[[ Material shown, beginning ]]

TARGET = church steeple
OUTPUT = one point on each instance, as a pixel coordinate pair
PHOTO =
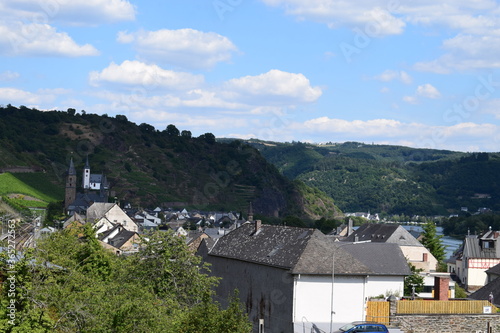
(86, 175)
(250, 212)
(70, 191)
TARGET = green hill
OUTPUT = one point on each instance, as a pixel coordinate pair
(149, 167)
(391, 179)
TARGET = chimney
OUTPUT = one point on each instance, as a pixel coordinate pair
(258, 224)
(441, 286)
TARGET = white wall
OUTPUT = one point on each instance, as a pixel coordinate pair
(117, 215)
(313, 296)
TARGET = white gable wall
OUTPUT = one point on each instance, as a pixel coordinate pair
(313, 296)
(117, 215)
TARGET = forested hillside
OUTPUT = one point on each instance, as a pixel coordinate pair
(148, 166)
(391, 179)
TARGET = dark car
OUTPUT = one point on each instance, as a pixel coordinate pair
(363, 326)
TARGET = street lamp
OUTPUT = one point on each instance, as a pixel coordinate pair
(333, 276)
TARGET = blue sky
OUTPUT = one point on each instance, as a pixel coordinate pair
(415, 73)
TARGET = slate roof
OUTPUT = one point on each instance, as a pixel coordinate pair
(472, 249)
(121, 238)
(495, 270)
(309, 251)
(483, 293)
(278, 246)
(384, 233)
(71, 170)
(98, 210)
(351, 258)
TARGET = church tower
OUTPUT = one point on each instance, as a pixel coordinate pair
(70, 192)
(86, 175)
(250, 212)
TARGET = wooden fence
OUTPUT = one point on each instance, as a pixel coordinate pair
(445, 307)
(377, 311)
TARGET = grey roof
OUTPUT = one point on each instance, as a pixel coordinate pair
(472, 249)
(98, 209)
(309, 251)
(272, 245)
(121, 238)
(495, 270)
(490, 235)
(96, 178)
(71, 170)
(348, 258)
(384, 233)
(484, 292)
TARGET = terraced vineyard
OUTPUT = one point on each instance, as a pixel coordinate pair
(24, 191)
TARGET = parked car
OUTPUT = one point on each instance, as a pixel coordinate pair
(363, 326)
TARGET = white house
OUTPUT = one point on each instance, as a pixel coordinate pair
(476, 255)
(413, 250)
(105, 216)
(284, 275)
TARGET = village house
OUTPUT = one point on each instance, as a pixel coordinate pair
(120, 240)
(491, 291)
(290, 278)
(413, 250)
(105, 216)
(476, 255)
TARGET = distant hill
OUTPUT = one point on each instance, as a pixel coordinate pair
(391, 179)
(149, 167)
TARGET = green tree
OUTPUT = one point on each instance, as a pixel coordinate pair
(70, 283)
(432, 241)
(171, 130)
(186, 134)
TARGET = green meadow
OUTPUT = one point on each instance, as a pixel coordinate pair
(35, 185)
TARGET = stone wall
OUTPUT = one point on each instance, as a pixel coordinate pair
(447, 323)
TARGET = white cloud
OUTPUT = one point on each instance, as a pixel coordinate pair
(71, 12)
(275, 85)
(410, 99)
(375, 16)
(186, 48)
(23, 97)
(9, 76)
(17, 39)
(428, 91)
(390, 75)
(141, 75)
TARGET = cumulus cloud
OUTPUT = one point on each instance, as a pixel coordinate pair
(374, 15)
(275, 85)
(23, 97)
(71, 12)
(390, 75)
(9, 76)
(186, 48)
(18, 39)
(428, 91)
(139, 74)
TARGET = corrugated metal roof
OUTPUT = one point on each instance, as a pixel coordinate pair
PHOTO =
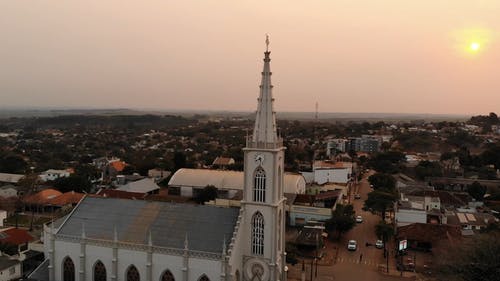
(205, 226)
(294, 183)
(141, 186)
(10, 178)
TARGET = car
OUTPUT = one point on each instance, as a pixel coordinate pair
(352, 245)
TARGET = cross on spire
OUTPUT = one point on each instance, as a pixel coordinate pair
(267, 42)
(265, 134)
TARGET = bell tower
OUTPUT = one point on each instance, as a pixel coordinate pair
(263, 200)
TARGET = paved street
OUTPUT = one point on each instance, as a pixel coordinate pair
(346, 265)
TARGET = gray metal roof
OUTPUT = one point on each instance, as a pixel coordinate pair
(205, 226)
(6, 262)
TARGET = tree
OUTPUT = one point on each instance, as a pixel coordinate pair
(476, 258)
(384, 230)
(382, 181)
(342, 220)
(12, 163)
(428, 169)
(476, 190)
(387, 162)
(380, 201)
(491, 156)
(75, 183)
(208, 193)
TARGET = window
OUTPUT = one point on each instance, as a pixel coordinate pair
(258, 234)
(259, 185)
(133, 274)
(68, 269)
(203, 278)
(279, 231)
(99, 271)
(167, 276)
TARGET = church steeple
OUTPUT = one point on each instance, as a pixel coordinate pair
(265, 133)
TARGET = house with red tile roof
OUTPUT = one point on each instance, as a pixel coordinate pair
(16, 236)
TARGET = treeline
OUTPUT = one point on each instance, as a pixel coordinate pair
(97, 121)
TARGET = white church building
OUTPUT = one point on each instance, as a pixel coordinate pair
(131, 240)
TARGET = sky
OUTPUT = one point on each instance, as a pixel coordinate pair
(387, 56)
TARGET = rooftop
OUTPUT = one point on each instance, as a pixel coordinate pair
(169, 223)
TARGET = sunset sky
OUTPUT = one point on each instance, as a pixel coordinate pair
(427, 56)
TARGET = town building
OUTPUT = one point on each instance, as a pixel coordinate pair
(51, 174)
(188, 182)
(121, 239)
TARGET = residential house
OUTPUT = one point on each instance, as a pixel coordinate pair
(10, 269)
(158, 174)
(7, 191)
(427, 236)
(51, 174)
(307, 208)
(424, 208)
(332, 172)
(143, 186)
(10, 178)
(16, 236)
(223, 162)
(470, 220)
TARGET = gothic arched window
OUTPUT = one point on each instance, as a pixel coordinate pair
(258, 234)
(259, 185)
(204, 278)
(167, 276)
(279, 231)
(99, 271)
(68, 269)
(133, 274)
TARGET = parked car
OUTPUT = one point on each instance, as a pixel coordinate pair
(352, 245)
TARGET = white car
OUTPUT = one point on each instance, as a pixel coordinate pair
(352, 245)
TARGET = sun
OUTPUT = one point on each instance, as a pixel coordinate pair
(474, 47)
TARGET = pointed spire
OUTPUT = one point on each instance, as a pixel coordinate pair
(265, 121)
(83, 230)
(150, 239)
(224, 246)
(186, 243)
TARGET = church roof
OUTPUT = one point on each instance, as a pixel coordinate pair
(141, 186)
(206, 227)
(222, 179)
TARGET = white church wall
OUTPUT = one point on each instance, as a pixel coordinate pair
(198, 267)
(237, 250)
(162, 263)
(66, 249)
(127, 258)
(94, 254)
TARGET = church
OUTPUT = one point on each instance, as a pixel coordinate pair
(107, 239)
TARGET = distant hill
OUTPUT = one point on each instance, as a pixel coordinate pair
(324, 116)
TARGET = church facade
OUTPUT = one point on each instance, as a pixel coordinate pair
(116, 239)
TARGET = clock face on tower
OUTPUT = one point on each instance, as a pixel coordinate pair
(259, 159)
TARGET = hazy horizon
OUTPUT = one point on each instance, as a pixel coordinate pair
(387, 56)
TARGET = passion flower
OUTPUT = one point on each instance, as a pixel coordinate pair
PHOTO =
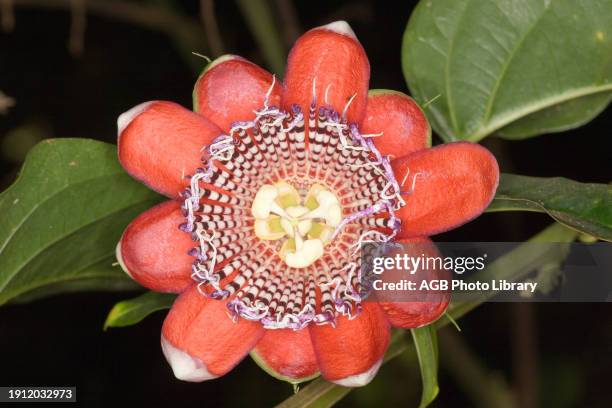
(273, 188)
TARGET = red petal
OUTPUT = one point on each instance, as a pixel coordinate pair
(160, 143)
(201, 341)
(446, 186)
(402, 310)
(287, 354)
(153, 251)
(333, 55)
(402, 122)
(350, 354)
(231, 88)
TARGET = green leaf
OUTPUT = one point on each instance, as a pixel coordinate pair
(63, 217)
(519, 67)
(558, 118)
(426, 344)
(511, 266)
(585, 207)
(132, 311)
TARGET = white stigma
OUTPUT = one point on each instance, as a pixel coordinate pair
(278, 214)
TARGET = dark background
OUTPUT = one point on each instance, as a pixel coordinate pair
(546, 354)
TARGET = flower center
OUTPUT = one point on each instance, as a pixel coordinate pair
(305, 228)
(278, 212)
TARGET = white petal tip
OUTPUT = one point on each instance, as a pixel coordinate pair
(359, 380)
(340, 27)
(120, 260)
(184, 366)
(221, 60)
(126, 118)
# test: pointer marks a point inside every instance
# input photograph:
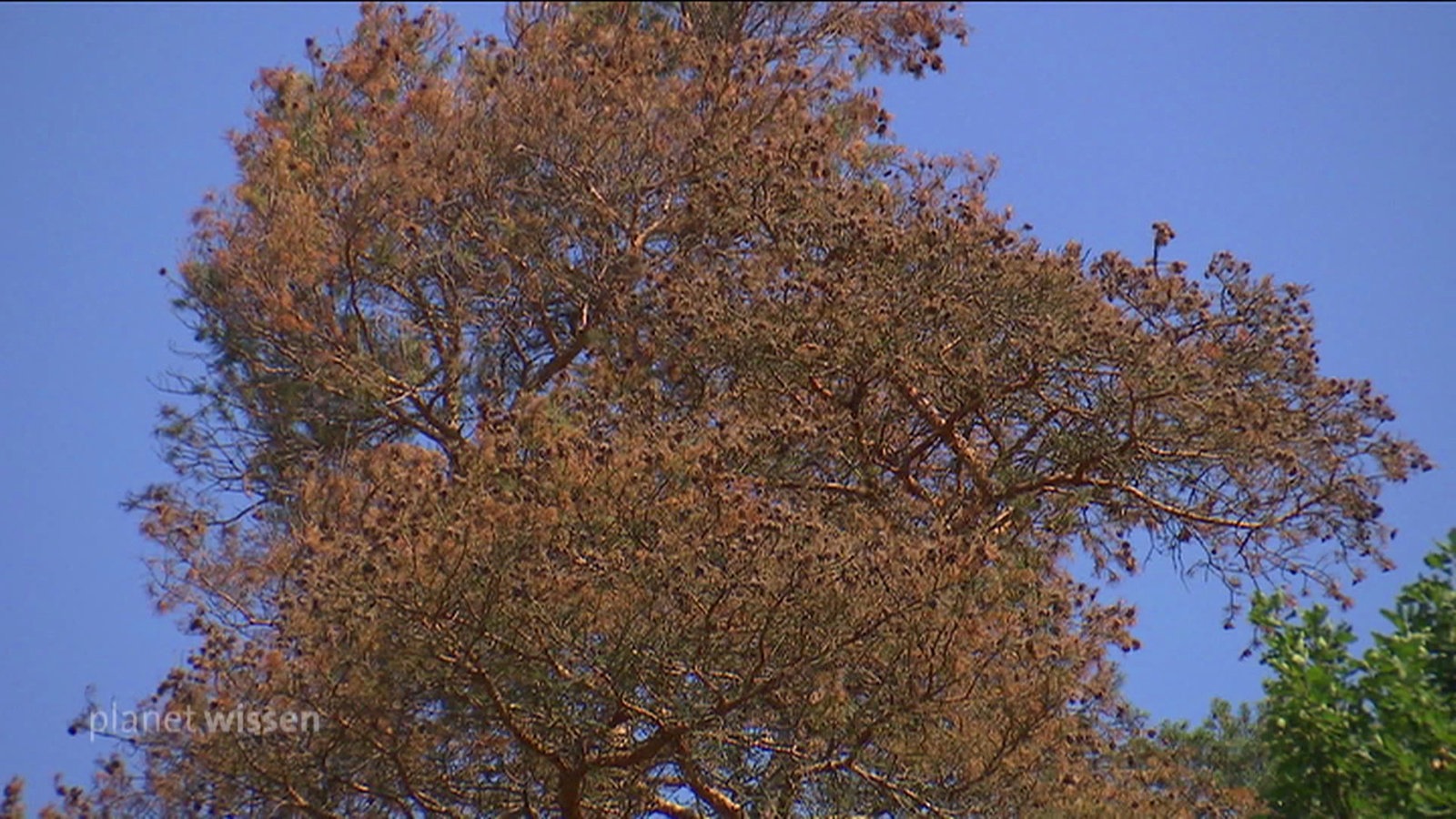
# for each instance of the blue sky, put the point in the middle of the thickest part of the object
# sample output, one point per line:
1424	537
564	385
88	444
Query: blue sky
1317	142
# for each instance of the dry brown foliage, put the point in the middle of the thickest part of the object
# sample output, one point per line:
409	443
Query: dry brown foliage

[[ Material shown, end ]]

• Aim of the task: Reproduce verbatim the lines above, from the line with "TARGET = gray metal roof" through the line with "TARGET = treeline".

• Exercise output:
TARGET = gray metal roof
OUTPUT = one point on each instance, as a pixel coordinate pair
(205, 226)
(6, 262)
TARGET = tree
OUTPUT = one point on each instance, as a pixel coordinate pair
(476, 258)
(384, 230)
(382, 181)
(342, 220)
(12, 163)
(428, 169)
(476, 190)
(387, 162)
(380, 201)
(491, 156)
(75, 183)
(208, 193)
TARGET = window
OUTPUT = one point on each instance, as a pixel coordinate pair
(258, 234)
(259, 185)
(133, 274)
(68, 269)
(203, 278)
(279, 231)
(99, 271)
(167, 276)
TARGET = church steeple
OUTPUT = one point on each instance, as a pixel coordinate pair
(265, 133)
TARGET = house with red tile roof
OUTPUT = one point on each instance, as a pixel coordinate pair
(16, 236)
TARGET = treeline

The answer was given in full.